**What to produce**
Locate the line that contains "[locate] coastal town" in the data that follows. Copy it and every subsequent line to the end, exactly, excluding pictures.

═════ Data to use

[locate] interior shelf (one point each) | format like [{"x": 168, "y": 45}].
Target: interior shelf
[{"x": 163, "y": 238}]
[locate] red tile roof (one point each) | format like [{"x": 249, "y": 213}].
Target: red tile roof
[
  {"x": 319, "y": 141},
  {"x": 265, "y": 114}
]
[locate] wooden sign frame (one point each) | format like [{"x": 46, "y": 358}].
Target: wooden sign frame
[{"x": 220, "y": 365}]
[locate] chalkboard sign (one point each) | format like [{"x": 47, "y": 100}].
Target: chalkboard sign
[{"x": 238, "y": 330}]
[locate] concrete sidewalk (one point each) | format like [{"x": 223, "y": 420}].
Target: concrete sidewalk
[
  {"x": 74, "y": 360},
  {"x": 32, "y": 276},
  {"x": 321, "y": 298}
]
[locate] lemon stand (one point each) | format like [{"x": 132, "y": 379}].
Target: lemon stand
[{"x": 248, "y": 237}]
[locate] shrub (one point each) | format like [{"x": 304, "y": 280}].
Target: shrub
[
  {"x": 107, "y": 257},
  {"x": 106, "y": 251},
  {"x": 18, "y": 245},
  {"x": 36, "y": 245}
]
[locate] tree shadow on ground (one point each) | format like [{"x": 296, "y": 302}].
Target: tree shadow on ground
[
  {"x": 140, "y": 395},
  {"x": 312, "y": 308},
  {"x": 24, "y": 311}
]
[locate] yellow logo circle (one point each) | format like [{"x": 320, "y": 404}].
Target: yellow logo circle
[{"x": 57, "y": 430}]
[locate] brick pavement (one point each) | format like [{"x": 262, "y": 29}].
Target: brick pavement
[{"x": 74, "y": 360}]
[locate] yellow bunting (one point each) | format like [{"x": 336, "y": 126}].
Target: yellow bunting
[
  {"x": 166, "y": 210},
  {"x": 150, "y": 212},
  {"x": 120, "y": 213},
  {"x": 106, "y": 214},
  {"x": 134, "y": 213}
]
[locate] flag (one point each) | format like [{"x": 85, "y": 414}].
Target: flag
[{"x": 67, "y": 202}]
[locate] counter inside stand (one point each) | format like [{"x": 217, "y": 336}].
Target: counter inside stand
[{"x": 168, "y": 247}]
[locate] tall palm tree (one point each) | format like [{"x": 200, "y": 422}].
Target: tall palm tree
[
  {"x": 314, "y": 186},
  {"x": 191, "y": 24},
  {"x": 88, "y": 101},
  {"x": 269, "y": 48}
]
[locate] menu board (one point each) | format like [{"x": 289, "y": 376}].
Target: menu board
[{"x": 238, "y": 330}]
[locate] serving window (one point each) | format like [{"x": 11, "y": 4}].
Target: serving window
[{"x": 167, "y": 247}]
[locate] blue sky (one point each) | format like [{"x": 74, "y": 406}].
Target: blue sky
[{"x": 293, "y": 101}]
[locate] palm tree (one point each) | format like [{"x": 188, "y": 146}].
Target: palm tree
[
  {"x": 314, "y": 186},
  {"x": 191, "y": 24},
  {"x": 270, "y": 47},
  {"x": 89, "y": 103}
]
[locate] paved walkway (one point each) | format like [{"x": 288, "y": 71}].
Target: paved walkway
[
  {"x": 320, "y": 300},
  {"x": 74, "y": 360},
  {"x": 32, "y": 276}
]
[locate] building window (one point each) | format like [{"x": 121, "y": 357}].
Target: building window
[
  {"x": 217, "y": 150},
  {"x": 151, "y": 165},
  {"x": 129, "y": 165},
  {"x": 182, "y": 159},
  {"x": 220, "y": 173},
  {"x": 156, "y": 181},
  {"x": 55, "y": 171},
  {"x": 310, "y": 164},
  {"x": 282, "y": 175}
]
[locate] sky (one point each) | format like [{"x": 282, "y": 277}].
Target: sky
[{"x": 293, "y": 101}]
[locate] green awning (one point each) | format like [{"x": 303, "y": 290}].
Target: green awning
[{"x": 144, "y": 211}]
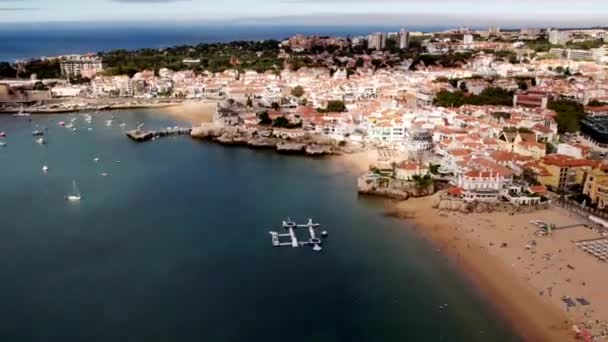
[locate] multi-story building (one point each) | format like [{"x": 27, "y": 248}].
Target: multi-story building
[
  {"x": 404, "y": 39},
  {"x": 564, "y": 172},
  {"x": 530, "y": 98},
  {"x": 83, "y": 66},
  {"x": 596, "y": 186},
  {"x": 596, "y": 129},
  {"x": 377, "y": 41},
  {"x": 557, "y": 37},
  {"x": 478, "y": 185},
  {"x": 493, "y": 30},
  {"x": 407, "y": 170}
]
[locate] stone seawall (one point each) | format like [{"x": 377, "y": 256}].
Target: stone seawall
[
  {"x": 446, "y": 203},
  {"x": 230, "y": 135},
  {"x": 398, "y": 190}
]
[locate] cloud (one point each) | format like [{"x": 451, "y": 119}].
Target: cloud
[
  {"x": 146, "y": 1},
  {"x": 16, "y": 9},
  {"x": 422, "y": 20}
]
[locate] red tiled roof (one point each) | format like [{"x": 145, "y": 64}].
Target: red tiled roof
[
  {"x": 538, "y": 189},
  {"x": 455, "y": 191}
]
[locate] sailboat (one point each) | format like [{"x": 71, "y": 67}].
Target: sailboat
[
  {"x": 21, "y": 112},
  {"x": 75, "y": 195}
]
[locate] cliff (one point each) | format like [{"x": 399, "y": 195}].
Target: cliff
[
  {"x": 231, "y": 135},
  {"x": 392, "y": 189},
  {"x": 446, "y": 203}
]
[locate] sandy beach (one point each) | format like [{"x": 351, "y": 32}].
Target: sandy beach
[
  {"x": 525, "y": 275},
  {"x": 195, "y": 112}
]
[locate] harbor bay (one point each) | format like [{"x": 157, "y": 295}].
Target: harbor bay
[{"x": 172, "y": 244}]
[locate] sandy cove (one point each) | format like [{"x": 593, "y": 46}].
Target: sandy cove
[{"x": 525, "y": 284}]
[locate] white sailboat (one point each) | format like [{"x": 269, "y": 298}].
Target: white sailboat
[{"x": 74, "y": 196}]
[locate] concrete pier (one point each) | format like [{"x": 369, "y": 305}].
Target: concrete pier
[
  {"x": 141, "y": 135},
  {"x": 292, "y": 238}
]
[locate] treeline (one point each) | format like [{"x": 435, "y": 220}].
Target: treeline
[
  {"x": 569, "y": 115},
  {"x": 42, "y": 69},
  {"x": 448, "y": 60},
  {"x": 488, "y": 97},
  {"x": 259, "y": 56}
]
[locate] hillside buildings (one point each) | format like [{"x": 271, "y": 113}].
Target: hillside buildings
[
  {"x": 377, "y": 41},
  {"x": 81, "y": 66}
]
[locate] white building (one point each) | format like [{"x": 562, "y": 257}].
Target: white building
[
  {"x": 377, "y": 41},
  {"x": 84, "y": 66},
  {"x": 485, "y": 186}
]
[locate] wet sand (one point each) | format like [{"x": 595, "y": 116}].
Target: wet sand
[{"x": 525, "y": 280}]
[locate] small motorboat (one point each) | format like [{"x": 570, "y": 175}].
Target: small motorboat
[{"x": 21, "y": 113}]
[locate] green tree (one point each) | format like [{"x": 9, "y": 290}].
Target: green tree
[
  {"x": 463, "y": 87},
  {"x": 264, "y": 118},
  {"x": 297, "y": 91},
  {"x": 336, "y": 106},
  {"x": 7, "y": 71},
  {"x": 569, "y": 115},
  {"x": 40, "y": 86},
  {"x": 281, "y": 121}
]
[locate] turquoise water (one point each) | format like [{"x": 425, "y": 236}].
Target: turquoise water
[{"x": 173, "y": 245}]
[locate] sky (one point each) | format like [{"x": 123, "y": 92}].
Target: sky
[{"x": 514, "y": 13}]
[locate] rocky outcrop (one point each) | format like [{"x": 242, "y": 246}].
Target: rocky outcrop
[
  {"x": 396, "y": 190},
  {"x": 231, "y": 135},
  {"x": 446, "y": 203},
  {"x": 319, "y": 150},
  {"x": 291, "y": 148}
]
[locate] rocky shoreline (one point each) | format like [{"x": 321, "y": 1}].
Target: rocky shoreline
[
  {"x": 85, "y": 105},
  {"x": 309, "y": 144}
]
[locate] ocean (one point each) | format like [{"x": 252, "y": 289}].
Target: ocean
[
  {"x": 173, "y": 245},
  {"x": 25, "y": 41}
]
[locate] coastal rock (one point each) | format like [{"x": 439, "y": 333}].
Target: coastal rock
[
  {"x": 207, "y": 131},
  {"x": 284, "y": 147},
  {"x": 446, "y": 203},
  {"x": 319, "y": 150},
  {"x": 263, "y": 142}
]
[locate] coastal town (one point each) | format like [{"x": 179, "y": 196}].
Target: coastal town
[{"x": 510, "y": 123}]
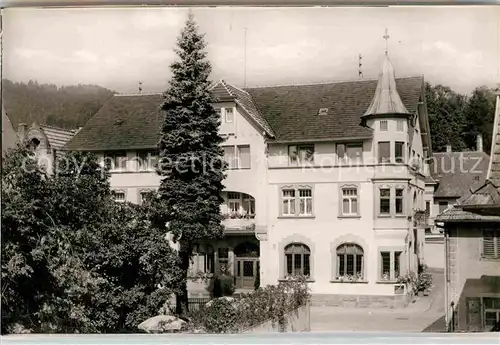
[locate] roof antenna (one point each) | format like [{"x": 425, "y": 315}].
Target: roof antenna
[
  {"x": 386, "y": 37},
  {"x": 360, "y": 71}
]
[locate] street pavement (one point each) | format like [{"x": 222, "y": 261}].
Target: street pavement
[{"x": 425, "y": 314}]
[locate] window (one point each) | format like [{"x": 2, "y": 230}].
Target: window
[
  {"x": 350, "y": 152},
  {"x": 385, "y": 201},
  {"x": 305, "y": 202},
  {"x": 384, "y": 152},
  {"x": 297, "y": 259},
  {"x": 230, "y": 157},
  {"x": 203, "y": 260},
  {"x": 300, "y": 154},
  {"x": 350, "y": 201},
  {"x": 296, "y": 202},
  {"x": 119, "y": 195},
  {"x": 223, "y": 258},
  {"x": 383, "y": 125},
  {"x": 323, "y": 111},
  {"x": 399, "y": 151},
  {"x": 491, "y": 312},
  {"x": 443, "y": 205},
  {"x": 233, "y": 202},
  {"x": 491, "y": 244},
  {"x": 115, "y": 160},
  {"x": 143, "y": 195},
  {"x": 146, "y": 160},
  {"x": 390, "y": 265},
  {"x": 400, "y": 126},
  {"x": 228, "y": 115},
  {"x": 350, "y": 261},
  {"x": 399, "y": 200},
  {"x": 244, "y": 156}
]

══════════

**Written response**
[locate] coastal town (one point each) | format like [{"x": 179, "y": 196}].
Target: coastal town
[{"x": 510, "y": 123}]
[locate] roof antenna (one point each) | format like [{"x": 425, "y": 315}].
Target: roof antenna
[
  {"x": 386, "y": 37},
  {"x": 360, "y": 71}
]
[locate] street pavement (one point each) | format like [{"x": 222, "y": 261}].
Target: street pavement
[{"x": 425, "y": 314}]
[locate] window (one point each) | format like [{"x": 2, "y": 230}].
Target: window
[
  {"x": 350, "y": 152},
  {"x": 385, "y": 201},
  {"x": 305, "y": 202},
  {"x": 384, "y": 152},
  {"x": 297, "y": 259},
  {"x": 230, "y": 157},
  {"x": 203, "y": 260},
  {"x": 300, "y": 154},
  {"x": 350, "y": 201},
  {"x": 296, "y": 202},
  {"x": 119, "y": 195},
  {"x": 223, "y": 258},
  {"x": 383, "y": 125},
  {"x": 323, "y": 111},
  {"x": 399, "y": 151},
  {"x": 491, "y": 312},
  {"x": 443, "y": 205},
  {"x": 233, "y": 202},
  {"x": 491, "y": 244},
  {"x": 115, "y": 160},
  {"x": 143, "y": 195},
  {"x": 146, "y": 160},
  {"x": 390, "y": 265},
  {"x": 400, "y": 126},
  {"x": 228, "y": 115},
  {"x": 350, "y": 261},
  {"x": 399, "y": 200},
  {"x": 244, "y": 156}
]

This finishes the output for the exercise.